*PROMPT*
Repeat the records. Keep every word and mark exactly as it is.

*RECORDS PROVIDED*
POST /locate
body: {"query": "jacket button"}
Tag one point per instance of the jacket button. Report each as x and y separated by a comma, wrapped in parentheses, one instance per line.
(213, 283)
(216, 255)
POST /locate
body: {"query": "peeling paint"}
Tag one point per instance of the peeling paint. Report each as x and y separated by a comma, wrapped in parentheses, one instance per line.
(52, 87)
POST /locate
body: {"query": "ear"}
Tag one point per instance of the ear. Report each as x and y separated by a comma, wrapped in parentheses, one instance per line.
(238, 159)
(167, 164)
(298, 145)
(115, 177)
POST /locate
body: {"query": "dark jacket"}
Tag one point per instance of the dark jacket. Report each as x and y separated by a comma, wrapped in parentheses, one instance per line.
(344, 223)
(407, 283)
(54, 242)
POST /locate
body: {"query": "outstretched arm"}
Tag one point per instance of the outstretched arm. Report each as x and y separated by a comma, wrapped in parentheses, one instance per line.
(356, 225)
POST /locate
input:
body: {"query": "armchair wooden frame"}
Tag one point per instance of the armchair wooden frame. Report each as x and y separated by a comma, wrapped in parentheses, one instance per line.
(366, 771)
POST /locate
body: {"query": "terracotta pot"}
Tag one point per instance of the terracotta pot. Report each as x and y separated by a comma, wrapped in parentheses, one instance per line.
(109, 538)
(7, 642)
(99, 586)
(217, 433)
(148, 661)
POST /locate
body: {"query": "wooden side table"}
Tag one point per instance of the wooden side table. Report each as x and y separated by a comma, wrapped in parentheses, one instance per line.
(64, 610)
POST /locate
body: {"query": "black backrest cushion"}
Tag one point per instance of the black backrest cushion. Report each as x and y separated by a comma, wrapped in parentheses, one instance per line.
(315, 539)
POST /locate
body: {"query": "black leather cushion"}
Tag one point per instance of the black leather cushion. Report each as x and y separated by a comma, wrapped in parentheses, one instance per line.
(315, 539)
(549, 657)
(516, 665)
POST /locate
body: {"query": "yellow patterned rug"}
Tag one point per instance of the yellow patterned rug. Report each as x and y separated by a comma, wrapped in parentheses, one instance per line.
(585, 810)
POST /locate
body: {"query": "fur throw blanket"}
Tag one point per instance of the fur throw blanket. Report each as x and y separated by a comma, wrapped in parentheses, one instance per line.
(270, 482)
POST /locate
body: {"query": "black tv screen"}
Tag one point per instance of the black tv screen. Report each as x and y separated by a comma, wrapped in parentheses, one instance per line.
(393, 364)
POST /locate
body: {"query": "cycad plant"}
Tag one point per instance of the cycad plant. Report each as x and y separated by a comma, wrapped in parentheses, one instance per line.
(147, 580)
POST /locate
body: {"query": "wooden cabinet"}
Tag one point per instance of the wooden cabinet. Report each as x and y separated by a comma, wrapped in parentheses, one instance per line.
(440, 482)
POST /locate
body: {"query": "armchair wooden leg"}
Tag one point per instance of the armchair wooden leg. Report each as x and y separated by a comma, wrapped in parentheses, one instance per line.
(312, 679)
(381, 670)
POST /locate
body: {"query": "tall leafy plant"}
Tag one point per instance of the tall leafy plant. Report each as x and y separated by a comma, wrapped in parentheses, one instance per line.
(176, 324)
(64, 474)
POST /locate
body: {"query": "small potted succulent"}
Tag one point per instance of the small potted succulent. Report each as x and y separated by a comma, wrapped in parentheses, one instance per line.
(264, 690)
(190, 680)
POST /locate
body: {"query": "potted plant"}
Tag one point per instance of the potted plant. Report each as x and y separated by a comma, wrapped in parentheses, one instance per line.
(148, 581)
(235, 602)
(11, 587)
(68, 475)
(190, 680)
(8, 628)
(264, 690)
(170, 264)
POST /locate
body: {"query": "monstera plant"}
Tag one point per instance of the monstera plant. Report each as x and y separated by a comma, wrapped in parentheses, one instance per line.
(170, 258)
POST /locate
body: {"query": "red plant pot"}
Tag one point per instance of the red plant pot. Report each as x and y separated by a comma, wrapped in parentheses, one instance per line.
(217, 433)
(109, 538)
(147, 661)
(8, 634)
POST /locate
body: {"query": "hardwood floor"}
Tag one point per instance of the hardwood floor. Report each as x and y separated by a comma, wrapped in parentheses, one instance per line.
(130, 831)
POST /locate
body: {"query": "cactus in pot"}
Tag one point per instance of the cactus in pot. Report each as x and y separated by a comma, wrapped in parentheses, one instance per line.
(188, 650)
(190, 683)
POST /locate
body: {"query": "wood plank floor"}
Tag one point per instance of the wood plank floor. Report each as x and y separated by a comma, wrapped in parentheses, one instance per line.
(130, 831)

*WRITTEN RESPONSE*
POST /locate
body: {"query": "jacket button"}
Tag one point per instance of the jacket button. Report each as x and y separated by a comma, wrapped in parentheses, one instance per line.
(213, 283)
(216, 255)
POST /locate
body: {"query": "peeling paint"}
Tag one point per instance of the peeling paint. Report each as x and y separated by a comma, wrapped in parentheses, one instance per line.
(52, 87)
POST /locate
body: {"query": "ear"}
Tag one point per instance of the ear. Report each as x and y separated by a comma, wrapped in parentheses, one instance per line.
(238, 159)
(167, 164)
(298, 145)
(115, 177)
POST /locate
body: {"query": "dark jacket"}
Tag one point per instance of the dark jacket. Report each as x and y separated by a comma, wrapped in parentheses, one instance per line.
(344, 223)
(407, 283)
(54, 242)
POST /locate
body: {"query": "outstretched arm"}
Tag one point per instance of the outstretched arm. Report each as x and y separated by a comma, wrapped in parentheses, one instance per line.
(356, 225)
POST /locate
input:
body: {"query": "armchair wooden frame"}
Tag one point per instance of the armchair wooden frame. Report each as x and y separated by a comma, wrapped in parentheses, one instance per line.
(366, 771)
POST /locate
body: {"query": "terracotta pot"}
Tag one point per instance of the terracotta pot. Report each as x and y separated by a comma, wrapped in parentheses, one instance per line.
(109, 538)
(7, 642)
(99, 586)
(217, 433)
(148, 661)
POST /locate
body: {"query": "wooden side table"}
Tag one point per instance of the wooden side table. Report each as x and y separated by a comma, wrapped in parentheses, one instance per line.
(64, 610)
POST /locate
body: {"query": "black backrest cushion"}
Tag one point per instance of the black backrest cushion. Report each as x and y separated by a comma, wrapped in parentheses, one instance per line.
(315, 539)
POST /locate
body: {"query": "black leather cushion"}
Tag one point per instance of the black leather cushion. Report each as x and y separated by a comma, wrapped in parentheses, one instance per line.
(315, 539)
(549, 657)
(516, 665)
POST /locate
body: {"query": "yellow patterned rug"}
Tag one point per instance of the yellow patterned rug. Report each as x and y separated by a comma, wrapped in parentheses, one instance per line.
(585, 810)
POST /locate
body: {"query": "fur throw blanket"}
Tag one point per instance of the fur throw blanket. Report each as x and y separated by a comma, wrapped in parentheses, one instance per line.
(270, 482)
POST /locate
body: {"query": "black tv screen"}
Tag one point per instance of the black tv screen. Report each as x and y separated by a comma, wrapped in parentheses, one instance per line.
(393, 364)
POST /locate
body: {"query": "cycad plant"}
Tag one point per instance of the cycad plant. Report each as x and y separated by a comma, wrapped in parentheses, one instance per line.
(147, 580)
POST /locate
body: {"query": "wooden cabinet"}
Tag one point per instance of the wooden cabinet. Report each as x and y separated by a comma, wrapped in parentheses, one instance per line.
(440, 482)
POST /locate
body: {"query": "armchair wooden leg"}
Tag one point per instance of the armchair wooden leg. Report each as x and y separated by a comma, wrapped in parentheses, one instance per line.
(312, 679)
(381, 670)
POST /locate
body: {"query": "tall leafy plant"}
Tag one point per instance of the tall leafy plant. Report each as x and y separated by a comma, wrapped in parentheses, one instance per line.
(176, 324)
(64, 474)
POST /locate
body: {"query": "small potted succulent"}
Tag one point per instance of the small potted succulent. Report each as x and y separated by a comma, wrapped in parentheses, one instance per line.
(264, 690)
(190, 680)
POST /locate
body: {"query": "potted plant"}
Tag one point per instance of the potted plant. Report each as x and y separated by a comma, wrapped in parentheses, one instance per line.
(148, 581)
(235, 602)
(11, 587)
(68, 475)
(190, 680)
(8, 628)
(264, 690)
(170, 264)
POST /locate
body: {"query": "monstera plant"}
Tag one point per instance of the monstera plant. Report each as x and y separated by a comma, wrapped in parentheses, one instance per line.
(170, 258)
POST /locate
body: {"query": "red plant pot"}
Tag one point per instance of the red plant pot. Report each as x and y separated by a comma, wrapped in parentheses, one instance per line.
(217, 433)
(109, 538)
(147, 661)
(8, 634)
POST /locate
body: {"query": "hardwood floor"}
Tag one point per instance of the hardwood floor. Report each as x and y separated by a comma, wrapped in parentheses, one instance per line.
(130, 831)
POST /locate
body: {"query": "cactus in pot"}
Tag one point per instance of the cactus in pot. Report each as x and y separated by a comma, wrapped in parentheses, one instance per line.
(188, 650)
(190, 683)
POST /locate
body: {"query": "wood plank floor"}
Tag one point per instance of the wood plank floor. Report each as x and y separated by a comma, wrapped in parentheses, one instance per line.
(130, 831)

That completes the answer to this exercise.